◆ Obiettivo 1: Elenchi tutti i nomi propri di persona che compaiono nel testo del documento.
◆ Obiettivo 2: Secondo il testo del documento, quanti anni ha la figlia della vedova?

═══ Testo del documento

Chiede: "Come è stato possibile
che tutto ciò sia accaduto ?".
Velata polemica contro un’opera
di prevenzione che non c' è
stata ? "Siamo soggetti alla
tentazione, sperimentiamo la
nostra fragilità. Cosa fare di
fronte e tanto disagio ? È
capitato altrove, è una vergogna
nazionale. Non dobbiamo
scoraggiarci, né arrenderci".
Silenzio. "Coraggio, Marisa, il
Signore non ti abbandona e
Filippo dal cielo prega per te,
Alessio e Fabiana". Applausi,
partecipazione, commozione. Per
la vedova, per il figlio di 9
anni e la figlia di 15.
L’arcivescovo continua:
"Coraggio, forze dell’ordine".

══════
═══ Informazioni fornite

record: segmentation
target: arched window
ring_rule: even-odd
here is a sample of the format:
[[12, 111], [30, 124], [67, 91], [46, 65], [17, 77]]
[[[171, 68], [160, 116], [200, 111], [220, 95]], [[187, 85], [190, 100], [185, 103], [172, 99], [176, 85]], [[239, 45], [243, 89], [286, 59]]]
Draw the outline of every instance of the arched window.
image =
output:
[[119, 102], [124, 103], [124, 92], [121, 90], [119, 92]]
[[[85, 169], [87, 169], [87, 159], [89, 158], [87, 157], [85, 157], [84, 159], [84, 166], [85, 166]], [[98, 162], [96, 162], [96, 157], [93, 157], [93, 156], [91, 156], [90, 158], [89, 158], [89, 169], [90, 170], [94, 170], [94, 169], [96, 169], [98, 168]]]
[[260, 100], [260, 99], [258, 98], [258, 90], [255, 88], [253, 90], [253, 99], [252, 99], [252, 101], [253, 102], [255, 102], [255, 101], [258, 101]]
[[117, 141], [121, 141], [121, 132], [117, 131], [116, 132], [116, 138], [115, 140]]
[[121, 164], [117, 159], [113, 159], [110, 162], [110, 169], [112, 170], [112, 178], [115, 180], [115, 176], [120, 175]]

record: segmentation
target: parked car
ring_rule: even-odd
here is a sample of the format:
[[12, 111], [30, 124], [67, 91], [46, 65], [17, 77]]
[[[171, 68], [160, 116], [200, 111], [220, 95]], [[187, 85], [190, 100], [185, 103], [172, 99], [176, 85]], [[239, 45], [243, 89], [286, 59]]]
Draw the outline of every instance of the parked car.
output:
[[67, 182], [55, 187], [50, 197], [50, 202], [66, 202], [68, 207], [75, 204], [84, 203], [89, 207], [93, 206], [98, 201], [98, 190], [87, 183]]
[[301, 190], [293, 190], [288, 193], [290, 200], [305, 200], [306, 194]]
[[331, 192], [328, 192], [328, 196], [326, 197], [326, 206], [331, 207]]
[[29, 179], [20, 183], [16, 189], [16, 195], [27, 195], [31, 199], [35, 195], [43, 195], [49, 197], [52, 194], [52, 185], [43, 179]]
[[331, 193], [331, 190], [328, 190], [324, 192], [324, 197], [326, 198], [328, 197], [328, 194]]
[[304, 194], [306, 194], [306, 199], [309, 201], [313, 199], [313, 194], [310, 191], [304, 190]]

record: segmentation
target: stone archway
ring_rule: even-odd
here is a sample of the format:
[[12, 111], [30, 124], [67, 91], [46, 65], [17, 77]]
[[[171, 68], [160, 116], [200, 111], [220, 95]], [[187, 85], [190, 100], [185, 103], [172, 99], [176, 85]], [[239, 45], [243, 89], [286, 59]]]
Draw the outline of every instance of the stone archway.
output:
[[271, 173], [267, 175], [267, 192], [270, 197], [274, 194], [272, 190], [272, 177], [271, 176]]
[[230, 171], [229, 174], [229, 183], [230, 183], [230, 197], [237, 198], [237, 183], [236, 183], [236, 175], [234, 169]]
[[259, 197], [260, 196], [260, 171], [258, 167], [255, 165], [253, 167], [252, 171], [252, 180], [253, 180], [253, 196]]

══════

◆ Risposta 1: Marisa, Filippo, Alessio, Fabiana

◆ Risposta 2: La figlia della vedova ha 15 anni.